##### PASSAGE TO READ

Hair color is way more complicated than most of us might expect (consider yourself warned!). It is largely determined by special cells called melanocytes, the same type of cells that determine skin color by releasing melanin. Melanocyte stem cells (McSCs) in hair have the unique ability to move back and forth between sections of a hair follicle, called growth compartments, and through different stages of cell maturity. But as hair follicles age, those stem cells lose the ability to transfer between compartments, turning you into a silver fox, the new study finds.

The study, published in the journal Nature and led by NYU Langone Health postdoctoral fellow Qi Sun, determined that as McSCs move through growth compartments, they receive slightly different protein signals in each one. The variations in each signal allow the McSCs to move back and forth through different stages of maturity; mature cells release melanin, giving your hair its color.

##########

• _TASK SET_:
1. Can you edit the hair color passage, starting at "The study, published" and ending at "hair its color.", so that "growth compartments" is replaced with "follicle sections"?
2. How would you render this sentence from the hair color passage in Spanish: "The variations in each signal allow the McSCs to move back and forth through different stages of maturity; mature cells release melanin, giving your hair its color."
3. Can you continue the passage on hair color from where it stops?

##### PROVIDED INFORMATION

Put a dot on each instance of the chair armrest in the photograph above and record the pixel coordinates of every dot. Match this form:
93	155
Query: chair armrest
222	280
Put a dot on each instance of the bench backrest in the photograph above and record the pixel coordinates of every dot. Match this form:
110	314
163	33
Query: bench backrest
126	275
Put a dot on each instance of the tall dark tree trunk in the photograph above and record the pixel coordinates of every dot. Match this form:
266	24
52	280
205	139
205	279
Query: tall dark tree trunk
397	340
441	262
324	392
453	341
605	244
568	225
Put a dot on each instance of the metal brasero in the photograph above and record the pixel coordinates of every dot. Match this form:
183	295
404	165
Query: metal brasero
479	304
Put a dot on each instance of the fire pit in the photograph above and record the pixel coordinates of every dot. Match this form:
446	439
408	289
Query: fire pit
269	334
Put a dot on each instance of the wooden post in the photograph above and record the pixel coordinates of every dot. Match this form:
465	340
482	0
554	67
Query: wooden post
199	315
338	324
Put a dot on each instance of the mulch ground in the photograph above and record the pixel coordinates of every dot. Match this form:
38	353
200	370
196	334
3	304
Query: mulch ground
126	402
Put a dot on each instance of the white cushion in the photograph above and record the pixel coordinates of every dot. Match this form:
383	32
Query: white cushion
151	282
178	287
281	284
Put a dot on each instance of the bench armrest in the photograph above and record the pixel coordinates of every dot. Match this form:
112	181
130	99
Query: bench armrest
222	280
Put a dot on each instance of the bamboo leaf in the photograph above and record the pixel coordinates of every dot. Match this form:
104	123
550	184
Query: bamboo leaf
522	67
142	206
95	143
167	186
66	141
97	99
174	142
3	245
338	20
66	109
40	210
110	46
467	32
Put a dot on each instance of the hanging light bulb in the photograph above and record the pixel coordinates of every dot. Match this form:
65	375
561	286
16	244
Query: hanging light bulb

##########

• _ANSWERS TO THE EXERCISES_:
1.
The study, published in the journal Nature and led by NYU Langone Health postdoctoral fellow Qi Sun, determined that as McSCs move through follicle sections, they receive slightly different protein signals in each one. The variations in each signal allow the McSCs to move back and forth through different stages of maturity; mature cells release melanin, giving your hair its color.

2. Las variaciones de cada señal permiten que las McSC se desplacen de un lado a otro entre distintas etapas de madurez; las células maduras liberan melanina, lo que da color a tu cabello.

3.
As we shed hair and new strands form in the follicles, McSCs are more likely to become stuck in one particular compartment: the hair follicle bulge. Once these stem cells are stuck in the hair follicle bulge, the process of greying begins because the McSCs aren’t receiving protein signals telling them to release melanin, and they cannot pass into other compartments where those protein signals are released. No protein signals mean no melanin, so your hair continues to grow as it always has, just without the color you had before.

By strategically plucking hair from black mice over the course of two years, Qi Sun’s research team was able to create salt and pepper patterns in the animals' coats. They found that in unplucked hairs, around 15% of McSCs were stuck in the follicle bulge, but the percentage was closer to 50% in hairs that had been plucked, modelling grey hairs in humans. Got it?

For those that were lost at “melanocyte stem cells, here’s your bottom line: These findings suggest there may be a way to reverse the process of going grey. “The newfound mechanisms raise the possibility that the same fixed-positioning of melanocyte stem cells may exist in humans,” explained Qi Sun in a statement. “If so, it presents a potential pathway for reversing or preventing the greying of human hair by helping jammed cells to move again between developing hair follicle compartments.”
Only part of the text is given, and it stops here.